▶ **PROVIDED TEXT**:
Content starts

Blockchain for Land Registry

Klaspad PLC Futarium 2019 – Whitepaper for Land Registry

by Ambrish Bansal, Irina Ursu, Andrea Mocanu, Anna Stelmaszczyk


In many countries the registration documents don’t have to be with a wet signature, and they can be uploaded on a portal, but the verification process is done by people and this leads to the following problems:

Time delays – The registration gap, which means the time between completion and registration can take several months.

The registration gap can be reduced to a few seconds as the information is changed instantly. Also, blockchain will enable registries to change the property title as soon as the funds are received and all conditions of the registry process are met with.

Fraud – Several cases where the seller was an imposter have been reported where the buyer was only aware of the situation after the money transfer.

All transactions made through blockchain are made utilising a unique digital signature owned by the signatory and the action can only be performed by the owner of the digital signature key. This ensures that the transaction is performed by the right person thus eradicating the chances of fraudulent transaction taking place.

Human error – This is the most common issue the Land Registry can face. The accuracy is dependent on the human touch; therefore the register is vulnerable.

Transactions are a lot less exposed to outside human intervention. The transactions are done between the concerned parties and the information and the transaction must be accepted by all persons involved in the process. This creates various checkpoints and eliminates the chances of human error.

Content ends

▶ **GIVEN DATA**:
Content starts

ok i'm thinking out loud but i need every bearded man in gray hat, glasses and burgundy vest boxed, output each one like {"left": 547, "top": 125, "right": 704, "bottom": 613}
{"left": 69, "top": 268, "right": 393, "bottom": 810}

Content ends

▶ **TASK REQUIREMENTS**: Summarize the land registry whitepaper in two sentences.

▶ **SOLUTION FOR THIS EXERCISE**: In many countries, registration documents can be uploaded to a portal without a wet signature, but people still do the verification, which causes time delays, fraud and human error. Blockchain is presented as the fix: it cuts the registration gap to a few seconds, uses unique digital signatures that only their owners can use to eradicate fraudulent transactions, and requires every party involved to accept each transaction, which eliminates the chances of human error.